» Provided passage:
==============================

The challenge facing Oregon’s energy grid
Oregon’s energy needs are rapidly evolving. Electricity demand is surging primarily due to the rapid expansion of energy-intensive data centers, alongside the broader electrification of homes, buildings, and vehicles. Meanwhile, extreme weather is putting more pressure on our power grid than ever before. At the same time, recent federal rollbacks of clean energy policies and incentives that threaten to slow progress and are already contributing to significant job losses for Oregon businesses and workers.
To keep power reliable and affordable while staying on track to meet our clean energy goals, Oregon must rapidly deploy a range of clean energy solutions. Virtual power plants are a key part of that toolkit.
From homes to the grid: The power of Distributed Energy Resources (DERs)
Oregon has set goals to reach 100% clean energy. The Oregon Department of Energy created the state’s first Oregon Energy Strategy to provide a roadmap for meeting these goals, and Governor Kotek followed up with an executive order to ensure state agencies make its implementation a top priority. Both the Strategy and the Governor’s directive make it clear that moving to clean energy is the most cost-effective and resilient path forward for Oregon households and businesses alike.

==============================

» Listed records:
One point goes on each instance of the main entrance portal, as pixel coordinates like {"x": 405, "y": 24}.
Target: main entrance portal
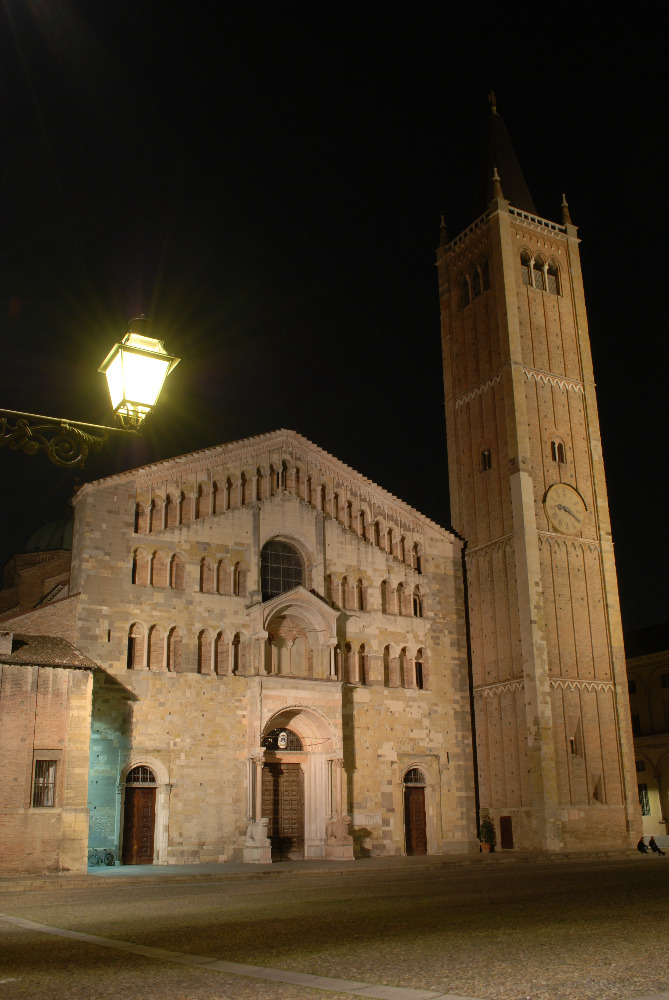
{"x": 415, "y": 827}
{"x": 138, "y": 826}
{"x": 283, "y": 805}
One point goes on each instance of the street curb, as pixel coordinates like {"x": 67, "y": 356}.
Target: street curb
{"x": 113, "y": 878}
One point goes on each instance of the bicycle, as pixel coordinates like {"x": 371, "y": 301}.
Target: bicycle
{"x": 100, "y": 857}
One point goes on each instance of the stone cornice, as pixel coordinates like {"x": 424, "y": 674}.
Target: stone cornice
{"x": 251, "y": 452}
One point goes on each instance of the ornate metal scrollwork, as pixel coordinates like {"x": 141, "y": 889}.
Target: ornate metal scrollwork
{"x": 65, "y": 443}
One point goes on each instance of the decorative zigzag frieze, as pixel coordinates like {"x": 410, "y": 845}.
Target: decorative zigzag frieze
{"x": 567, "y": 684}
{"x": 490, "y": 548}
{"x": 493, "y": 690}
{"x": 558, "y": 381}
{"x": 562, "y": 542}
{"x": 478, "y": 390}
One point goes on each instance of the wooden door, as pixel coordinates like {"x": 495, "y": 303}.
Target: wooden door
{"x": 414, "y": 820}
{"x": 506, "y": 833}
{"x": 283, "y": 804}
{"x": 139, "y": 823}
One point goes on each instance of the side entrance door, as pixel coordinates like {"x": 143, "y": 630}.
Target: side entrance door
{"x": 283, "y": 804}
{"x": 139, "y": 823}
{"x": 414, "y": 820}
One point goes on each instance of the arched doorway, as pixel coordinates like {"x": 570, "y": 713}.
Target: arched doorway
{"x": 415, "y": 827}
{"x": 139, "y": 816}
{"x": 283, "y": 793}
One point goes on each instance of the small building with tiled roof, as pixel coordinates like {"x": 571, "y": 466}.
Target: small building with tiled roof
{"x": 647, "y": 654}
{"x": 46, "y": 689}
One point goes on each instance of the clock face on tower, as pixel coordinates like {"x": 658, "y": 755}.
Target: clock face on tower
{"x": 565, "y": 508}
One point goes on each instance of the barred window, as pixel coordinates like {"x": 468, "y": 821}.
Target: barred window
{"x": 414, "y": 776}
{"x": 140, "y": 775}
{"x": 44, "y": 783}
{"x": 282, "y": 739}
{"x": 644, "y": 801}
{"x": 280, "y": 569}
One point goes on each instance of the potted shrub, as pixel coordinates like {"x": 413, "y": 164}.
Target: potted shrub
{"x": 487, "y": 834}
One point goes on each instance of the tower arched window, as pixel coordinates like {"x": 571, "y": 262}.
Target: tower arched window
{"x": 141, "y": 519}
{"x": 359, "y": 596}
{"x": 538, "y": 276}
{"x": 159, "y": 570}
{"x": 207, "y": 577}
{"x": 140, "y": 567}
{"x": 174, "y": 650}
{"x": 204, "y": 652}
{"x": 177, "y": 572}
{"x": 221, "y": 654}
{"x": 156, "y": 648}
{"x": 419, "y": 670}
{"x": 465, "y": 291}
{"x": 281, "y": 568}
{"x": 553, "y": 279}
{"x": 136, "y": 641}
{"x": 171, "y": 511}
{"x": 239, "y": 580}
{"x": 387, "y": 602}
{"x": 558, "y": 453}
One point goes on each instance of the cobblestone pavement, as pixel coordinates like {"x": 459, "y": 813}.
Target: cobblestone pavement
{"x": 576, "y": 930}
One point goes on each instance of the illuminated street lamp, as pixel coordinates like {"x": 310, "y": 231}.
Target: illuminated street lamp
{"x": 136, "y": 370}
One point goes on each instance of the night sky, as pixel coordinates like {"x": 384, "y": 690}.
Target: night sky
{"x": 266, "y": 182}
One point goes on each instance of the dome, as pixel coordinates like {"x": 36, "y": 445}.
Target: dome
{"x": 51, "y": 537}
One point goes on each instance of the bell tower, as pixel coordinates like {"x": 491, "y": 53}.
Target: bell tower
{"x": 528, "y": 495}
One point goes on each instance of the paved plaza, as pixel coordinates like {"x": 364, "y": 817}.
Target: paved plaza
{"x": 506, "y": 927}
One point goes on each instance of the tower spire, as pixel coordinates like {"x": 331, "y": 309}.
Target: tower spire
{"x": 499, "y": 154}
{"x": 566, "y": 217}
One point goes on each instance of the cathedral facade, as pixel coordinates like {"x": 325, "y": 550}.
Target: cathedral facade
{"x": 282, "y": 641}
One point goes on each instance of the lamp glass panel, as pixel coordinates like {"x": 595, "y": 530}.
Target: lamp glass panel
{"x": 114, "y": 375}
{"x": 143, "y": 377}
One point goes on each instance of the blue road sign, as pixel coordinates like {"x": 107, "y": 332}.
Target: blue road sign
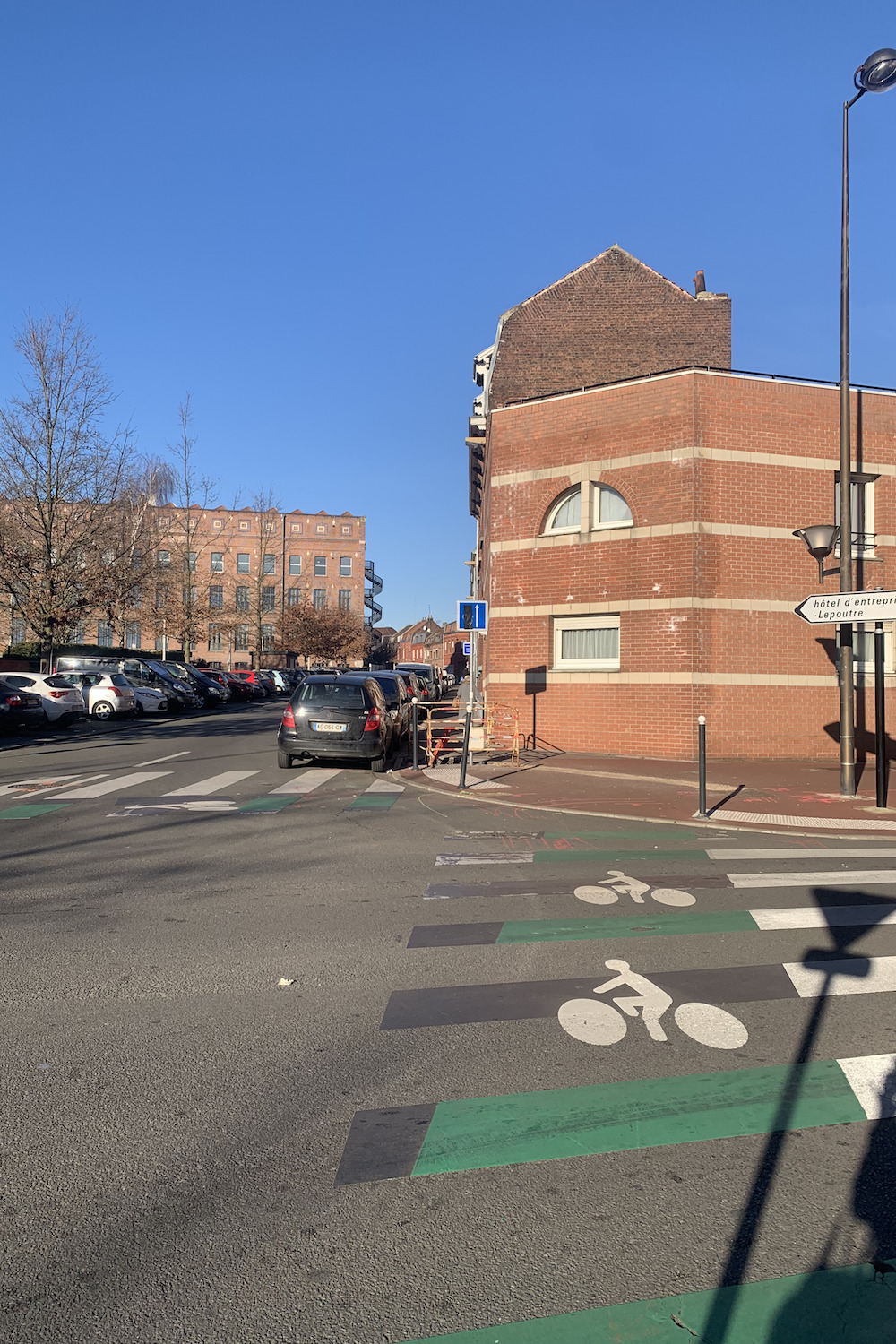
{"x": 473, "y": 616}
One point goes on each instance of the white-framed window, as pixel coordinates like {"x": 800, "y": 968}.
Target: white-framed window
{"x": 861, "y": 505}
{"x": 565, "y": 513}
{"x": 864, "y": 648}
{"x": 607, "y": 510}
{"x": 586, "y": 642}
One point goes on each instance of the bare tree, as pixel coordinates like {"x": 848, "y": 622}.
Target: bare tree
{"x": 180, "y": 601}
{"x": 265, "y": 607}
{"x": 64, "y": 481}
{"x": 325, "y": 634}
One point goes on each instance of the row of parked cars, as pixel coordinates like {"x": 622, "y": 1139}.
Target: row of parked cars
{"x": 110, "y": 688}
{"x": 355, "y": 715}
{"x": 81, "y": 687}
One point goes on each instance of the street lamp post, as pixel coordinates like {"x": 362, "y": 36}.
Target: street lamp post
{"x": 874, "y": 75}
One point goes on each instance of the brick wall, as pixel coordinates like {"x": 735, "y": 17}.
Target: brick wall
{"x": 718, "y": 470}
{"x": 611, "y": 319}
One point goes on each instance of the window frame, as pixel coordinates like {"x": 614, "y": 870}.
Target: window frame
{"x": 598, "y": 621}
{"x": 594, "y": 505}
{"x": 549, "y": 530}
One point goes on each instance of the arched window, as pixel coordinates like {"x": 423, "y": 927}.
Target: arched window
{"x": 565, "y": 515}
{"x": 608, "y": 508}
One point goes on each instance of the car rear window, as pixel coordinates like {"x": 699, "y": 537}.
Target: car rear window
{"x": 340, "y": 694}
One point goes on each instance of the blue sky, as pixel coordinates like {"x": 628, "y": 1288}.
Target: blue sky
{"x": 311, "y": 217}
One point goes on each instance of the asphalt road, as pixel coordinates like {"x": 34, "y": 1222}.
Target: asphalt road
{"x": 193, "y": 1150}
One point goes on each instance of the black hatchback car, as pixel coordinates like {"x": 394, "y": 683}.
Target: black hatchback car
{"x": 19, "y": 709}
{"x": 336, "y": 717}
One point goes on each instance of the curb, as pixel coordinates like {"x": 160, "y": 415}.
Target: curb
{"x": 625, "y": 816}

==============================

» Exercise instructions:
Quote the passage on Oregon's energy grid word for word, starting at "The challenge facing" and ending at "of that toolkit.".

» Result of the exercise:
The challenge facing Oregon’s energy grid
Oregon’s energy needs are rapidly evolving. Electricity demand is surging primarily due to the rapid expansion of energy-intensive data centers, alongside the broader electrification of homes, buildings, and vehicles. Meanwhile, extreme weather is putting more pressure on our power grid than ever before. At the same time, recent federal rollbacks of clean energy policies and incentives that threaten to slow progress and are already contributing to significant job losses for Oregon businesses and workers.
To keep power reliable and affordable while staying on track to meet our clean energy goals, Oregon must rapidly deploy a range of clean energy solutions. Virtual power plants are a key part of that toolkit.